Rewrite the records below with "instances" changed to "occurrences" and nothing else altered. Leave the pictures out of your version.

################

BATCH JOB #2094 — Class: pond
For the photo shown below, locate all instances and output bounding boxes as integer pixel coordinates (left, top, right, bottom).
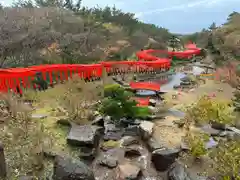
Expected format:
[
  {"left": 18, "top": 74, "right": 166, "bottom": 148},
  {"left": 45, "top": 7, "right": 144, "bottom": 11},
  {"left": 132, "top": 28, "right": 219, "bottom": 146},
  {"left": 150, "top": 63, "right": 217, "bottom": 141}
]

################

ANSWER TO THIS PROBLEM:
BATCH JOB #2094 — Class: pond
For the photo shown below, locate all occurrences and output bounding boxes as integer pixel coordinates (left, top, right, bottom).
Expected format:
[
  {"left": 18, "top": 74, "right": 166, "bottom": 148},
  {"left": 45, "top": 7, "right": 144, "bottom": 11},
  {"left": 132, "top": 28, "right": 219, "bottom": 146},
  {"left": 150, "top": 63, "right": 217, "bottom": 141}
]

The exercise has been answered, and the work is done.